Set exercise: Turn the entries from the line containing "Each instance receives a single keypoint. Tag the black backpack" through the line containing "(291, 1050)", both included, into a JSON list of strings with one string per line, skipping any blank lines.

Record set:
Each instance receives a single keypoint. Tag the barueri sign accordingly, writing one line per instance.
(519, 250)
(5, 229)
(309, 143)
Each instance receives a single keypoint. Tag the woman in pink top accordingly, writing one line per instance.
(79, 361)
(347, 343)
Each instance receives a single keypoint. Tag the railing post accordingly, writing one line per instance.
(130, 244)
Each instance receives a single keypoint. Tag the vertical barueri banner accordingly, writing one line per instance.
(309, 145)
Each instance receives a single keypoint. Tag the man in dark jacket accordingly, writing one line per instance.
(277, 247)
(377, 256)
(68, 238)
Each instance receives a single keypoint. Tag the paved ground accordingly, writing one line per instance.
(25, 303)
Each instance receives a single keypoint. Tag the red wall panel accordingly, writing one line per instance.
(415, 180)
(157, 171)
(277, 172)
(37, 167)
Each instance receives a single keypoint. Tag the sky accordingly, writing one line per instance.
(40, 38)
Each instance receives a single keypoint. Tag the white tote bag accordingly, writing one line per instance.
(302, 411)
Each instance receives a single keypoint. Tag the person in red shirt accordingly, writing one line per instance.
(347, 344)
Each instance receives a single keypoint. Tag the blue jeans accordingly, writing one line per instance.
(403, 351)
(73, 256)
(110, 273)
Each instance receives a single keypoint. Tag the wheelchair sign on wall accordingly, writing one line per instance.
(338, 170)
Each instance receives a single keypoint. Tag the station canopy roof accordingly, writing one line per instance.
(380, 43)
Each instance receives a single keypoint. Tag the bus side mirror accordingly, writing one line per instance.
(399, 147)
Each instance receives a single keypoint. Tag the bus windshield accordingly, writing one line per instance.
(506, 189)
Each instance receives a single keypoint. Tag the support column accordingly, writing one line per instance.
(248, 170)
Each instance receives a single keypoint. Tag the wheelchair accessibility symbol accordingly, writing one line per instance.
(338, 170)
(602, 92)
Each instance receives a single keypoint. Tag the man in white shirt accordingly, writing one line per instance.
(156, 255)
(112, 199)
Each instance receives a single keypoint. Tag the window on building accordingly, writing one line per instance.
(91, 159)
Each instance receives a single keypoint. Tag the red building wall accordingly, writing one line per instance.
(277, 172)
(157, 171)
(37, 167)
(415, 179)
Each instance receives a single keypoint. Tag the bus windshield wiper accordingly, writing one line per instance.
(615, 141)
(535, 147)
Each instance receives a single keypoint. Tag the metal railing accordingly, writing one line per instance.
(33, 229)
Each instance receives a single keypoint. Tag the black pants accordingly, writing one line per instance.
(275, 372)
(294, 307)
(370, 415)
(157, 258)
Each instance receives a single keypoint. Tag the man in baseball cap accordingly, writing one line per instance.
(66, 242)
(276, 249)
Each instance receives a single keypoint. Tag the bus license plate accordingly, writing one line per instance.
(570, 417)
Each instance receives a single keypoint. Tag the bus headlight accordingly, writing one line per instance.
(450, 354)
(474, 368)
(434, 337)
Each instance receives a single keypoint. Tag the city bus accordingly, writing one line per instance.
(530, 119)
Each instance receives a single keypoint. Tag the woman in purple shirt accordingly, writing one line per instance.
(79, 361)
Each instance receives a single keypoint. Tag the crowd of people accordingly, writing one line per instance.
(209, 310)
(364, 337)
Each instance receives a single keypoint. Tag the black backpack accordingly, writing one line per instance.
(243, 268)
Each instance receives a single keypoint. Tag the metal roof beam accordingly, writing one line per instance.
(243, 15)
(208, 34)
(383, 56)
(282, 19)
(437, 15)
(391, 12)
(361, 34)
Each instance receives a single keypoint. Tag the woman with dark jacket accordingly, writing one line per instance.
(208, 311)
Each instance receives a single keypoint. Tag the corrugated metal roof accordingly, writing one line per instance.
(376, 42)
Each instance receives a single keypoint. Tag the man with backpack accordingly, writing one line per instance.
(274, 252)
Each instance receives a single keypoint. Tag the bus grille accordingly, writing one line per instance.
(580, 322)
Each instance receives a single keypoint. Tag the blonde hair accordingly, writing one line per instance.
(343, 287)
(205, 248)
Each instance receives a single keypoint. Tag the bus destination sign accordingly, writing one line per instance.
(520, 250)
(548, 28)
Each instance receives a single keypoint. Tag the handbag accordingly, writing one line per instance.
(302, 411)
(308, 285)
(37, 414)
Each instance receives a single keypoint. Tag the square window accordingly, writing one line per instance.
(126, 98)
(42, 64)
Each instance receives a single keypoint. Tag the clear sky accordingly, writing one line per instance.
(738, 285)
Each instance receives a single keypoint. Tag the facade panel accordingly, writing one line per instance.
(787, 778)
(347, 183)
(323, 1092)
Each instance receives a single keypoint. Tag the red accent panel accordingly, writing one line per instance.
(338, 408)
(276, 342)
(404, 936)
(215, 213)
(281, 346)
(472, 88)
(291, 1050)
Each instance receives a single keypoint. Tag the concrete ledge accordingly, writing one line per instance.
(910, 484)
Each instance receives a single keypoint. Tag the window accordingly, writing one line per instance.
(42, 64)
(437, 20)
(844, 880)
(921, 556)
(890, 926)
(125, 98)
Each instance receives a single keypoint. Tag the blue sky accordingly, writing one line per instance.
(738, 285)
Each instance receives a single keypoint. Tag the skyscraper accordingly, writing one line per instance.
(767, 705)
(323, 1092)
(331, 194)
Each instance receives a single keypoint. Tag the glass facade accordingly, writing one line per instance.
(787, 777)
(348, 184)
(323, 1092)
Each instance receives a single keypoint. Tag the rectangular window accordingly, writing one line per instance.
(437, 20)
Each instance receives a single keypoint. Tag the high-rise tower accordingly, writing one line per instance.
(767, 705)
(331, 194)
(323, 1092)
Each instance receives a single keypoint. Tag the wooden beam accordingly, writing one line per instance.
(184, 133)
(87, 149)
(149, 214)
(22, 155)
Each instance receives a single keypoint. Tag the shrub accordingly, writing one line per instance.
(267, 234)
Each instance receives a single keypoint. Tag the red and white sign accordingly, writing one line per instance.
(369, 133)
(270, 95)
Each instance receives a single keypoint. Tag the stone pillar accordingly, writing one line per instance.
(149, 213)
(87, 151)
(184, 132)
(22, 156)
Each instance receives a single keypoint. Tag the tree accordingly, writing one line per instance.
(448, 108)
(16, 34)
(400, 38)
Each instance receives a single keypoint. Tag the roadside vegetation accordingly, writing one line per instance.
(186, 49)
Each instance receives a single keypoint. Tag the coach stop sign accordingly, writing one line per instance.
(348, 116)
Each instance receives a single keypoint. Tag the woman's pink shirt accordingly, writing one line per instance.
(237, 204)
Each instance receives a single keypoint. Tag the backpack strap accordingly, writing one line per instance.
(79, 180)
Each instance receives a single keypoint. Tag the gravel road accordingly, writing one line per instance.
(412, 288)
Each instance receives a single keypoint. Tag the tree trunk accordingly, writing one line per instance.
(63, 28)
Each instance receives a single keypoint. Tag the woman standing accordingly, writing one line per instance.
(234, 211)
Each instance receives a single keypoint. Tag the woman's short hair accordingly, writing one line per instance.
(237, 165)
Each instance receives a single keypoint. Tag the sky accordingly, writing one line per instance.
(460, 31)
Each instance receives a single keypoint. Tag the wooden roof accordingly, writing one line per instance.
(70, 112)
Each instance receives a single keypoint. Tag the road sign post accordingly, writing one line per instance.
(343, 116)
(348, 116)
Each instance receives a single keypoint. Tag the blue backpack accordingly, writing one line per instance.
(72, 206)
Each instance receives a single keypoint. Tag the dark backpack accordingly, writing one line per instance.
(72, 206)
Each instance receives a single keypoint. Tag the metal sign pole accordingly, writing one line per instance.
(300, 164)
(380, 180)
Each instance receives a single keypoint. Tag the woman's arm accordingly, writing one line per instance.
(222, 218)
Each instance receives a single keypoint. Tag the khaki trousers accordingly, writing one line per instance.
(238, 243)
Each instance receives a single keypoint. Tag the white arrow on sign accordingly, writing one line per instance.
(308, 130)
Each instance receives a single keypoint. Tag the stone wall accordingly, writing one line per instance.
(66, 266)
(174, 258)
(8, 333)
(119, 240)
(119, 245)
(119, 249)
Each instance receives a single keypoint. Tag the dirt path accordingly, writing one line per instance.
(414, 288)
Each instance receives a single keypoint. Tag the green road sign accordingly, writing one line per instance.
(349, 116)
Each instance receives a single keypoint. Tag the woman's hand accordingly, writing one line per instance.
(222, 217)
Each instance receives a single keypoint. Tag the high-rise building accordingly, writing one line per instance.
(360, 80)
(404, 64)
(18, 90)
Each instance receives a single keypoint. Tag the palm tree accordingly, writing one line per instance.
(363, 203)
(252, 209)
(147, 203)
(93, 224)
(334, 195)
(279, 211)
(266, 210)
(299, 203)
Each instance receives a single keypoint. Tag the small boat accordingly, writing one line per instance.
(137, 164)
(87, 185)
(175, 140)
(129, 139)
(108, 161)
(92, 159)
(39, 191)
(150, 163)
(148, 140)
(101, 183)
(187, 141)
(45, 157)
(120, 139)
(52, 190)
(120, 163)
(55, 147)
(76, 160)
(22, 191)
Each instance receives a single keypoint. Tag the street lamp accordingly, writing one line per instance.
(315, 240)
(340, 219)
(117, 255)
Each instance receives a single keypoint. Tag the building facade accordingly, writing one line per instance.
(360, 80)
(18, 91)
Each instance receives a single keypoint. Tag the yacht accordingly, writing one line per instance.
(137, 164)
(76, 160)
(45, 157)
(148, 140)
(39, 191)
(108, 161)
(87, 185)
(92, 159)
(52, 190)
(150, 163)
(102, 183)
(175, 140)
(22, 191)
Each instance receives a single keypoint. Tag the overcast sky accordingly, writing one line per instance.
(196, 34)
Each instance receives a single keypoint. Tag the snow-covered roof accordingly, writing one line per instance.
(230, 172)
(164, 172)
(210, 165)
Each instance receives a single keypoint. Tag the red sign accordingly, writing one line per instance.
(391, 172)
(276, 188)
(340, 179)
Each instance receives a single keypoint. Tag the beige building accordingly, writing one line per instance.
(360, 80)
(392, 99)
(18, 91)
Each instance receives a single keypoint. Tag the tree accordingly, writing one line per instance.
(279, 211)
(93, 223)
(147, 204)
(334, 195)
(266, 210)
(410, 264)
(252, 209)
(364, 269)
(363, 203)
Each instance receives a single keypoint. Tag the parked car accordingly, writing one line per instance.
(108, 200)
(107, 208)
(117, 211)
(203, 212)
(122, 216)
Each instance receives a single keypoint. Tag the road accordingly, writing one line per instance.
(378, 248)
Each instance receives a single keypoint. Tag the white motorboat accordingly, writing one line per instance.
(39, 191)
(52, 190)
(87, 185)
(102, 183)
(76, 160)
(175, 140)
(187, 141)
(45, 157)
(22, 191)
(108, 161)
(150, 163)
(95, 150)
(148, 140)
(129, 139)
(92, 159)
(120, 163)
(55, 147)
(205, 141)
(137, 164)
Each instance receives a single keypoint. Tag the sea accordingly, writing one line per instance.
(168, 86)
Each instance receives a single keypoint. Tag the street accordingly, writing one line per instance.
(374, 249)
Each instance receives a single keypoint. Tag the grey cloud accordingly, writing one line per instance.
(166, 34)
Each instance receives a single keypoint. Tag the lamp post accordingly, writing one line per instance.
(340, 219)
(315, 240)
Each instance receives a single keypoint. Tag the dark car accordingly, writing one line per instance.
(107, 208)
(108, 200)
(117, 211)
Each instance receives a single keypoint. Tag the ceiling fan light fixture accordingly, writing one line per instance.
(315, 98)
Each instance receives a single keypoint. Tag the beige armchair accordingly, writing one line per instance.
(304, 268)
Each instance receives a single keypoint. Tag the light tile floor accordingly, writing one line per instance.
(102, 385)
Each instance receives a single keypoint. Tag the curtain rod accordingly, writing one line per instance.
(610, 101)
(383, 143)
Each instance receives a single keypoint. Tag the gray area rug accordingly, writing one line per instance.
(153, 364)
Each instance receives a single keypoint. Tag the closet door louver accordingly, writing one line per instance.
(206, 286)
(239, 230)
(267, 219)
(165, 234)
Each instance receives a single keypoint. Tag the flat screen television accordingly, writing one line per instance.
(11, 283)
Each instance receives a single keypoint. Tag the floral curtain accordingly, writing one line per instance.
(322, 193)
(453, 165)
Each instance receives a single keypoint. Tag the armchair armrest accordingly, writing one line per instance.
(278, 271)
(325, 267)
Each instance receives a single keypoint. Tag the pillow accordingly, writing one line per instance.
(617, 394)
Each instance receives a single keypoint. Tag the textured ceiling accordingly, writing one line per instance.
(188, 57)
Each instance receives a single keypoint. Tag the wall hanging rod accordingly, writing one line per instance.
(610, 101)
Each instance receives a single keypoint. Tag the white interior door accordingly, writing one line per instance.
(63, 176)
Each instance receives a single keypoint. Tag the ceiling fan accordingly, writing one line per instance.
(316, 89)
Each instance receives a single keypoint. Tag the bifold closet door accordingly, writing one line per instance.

Reply:
[
  "Each instance receives a single keypoint. Tag the black backpack accordingly, writing one line per instance.",
  "(243, 268)",
  "Each instance receives a single keypoint. Tag the metal roof beam accordingly, writing one line per instance.",
  "(243, 15)",
  "(208, 34)",
  "(383, 56)",
  "(282, 19)",
  "(437, 15)",
  "(391, 12)",
  "(361, 34)",
  "Each instance receives a single keypoint. Tag the woman with dark jacket accordingly, writing one line per instance.",
  "(208, 311)",
  "Each instance receives a single keypoint. Tag the corrugated metal roof accordingly, writing one line per instance.",
  "(376, 42)",
  "Each instance receives a single keypoint. Tag the man with backpack accordingly, writing one line per instance.",
  "(274, 252)",
  "Each instance receives a single keypoint. Tag the bus grille accordingly, writing one line per instance.",
  "(580, 322)",
  "Each instance receives a single keypoint. Tag the blonde hair accordingly, writing one line per instance.",
  "(343, 287)",
  "(205, 248)",
  "Each instance receives a single keypoint. Tag the bus destination sign accordingly, writing one line per instance.",
  "(520, 250)",
  "(548, 28)",
  "Each instance receives a single keypoint. Tag the handbag accordingly, writing one line per instance.",
  "(302, 411)",
  "(308, 285)",
  "(37, 414)",
  "Each instance receives a single keypoint. Tag the square window accordingly, writing one line per instance.",
  "(126, 98)",
  "(42, 64)",
  "Each instance receives a single keypoint. Tag the clear sky accordingly, writing one line per instance.",
  "(738, 285)",
  "Each instance receives a single keypoint. Tag the facade panel accordingly, writing one line per instance.",
  "(787, 778)",
  "(347, 183)",
  "(323, 1092)",
  "Each instance receives a single keypoint. Tag the red accent panel accordingly, writing one line per instance.",
  "(338, 408)",
  "(276, 342)",
  "(404, 936)",
  "(215, 213)",
  "(281, 346)",
  "(472, 88)",
  "(291, 1050)"
]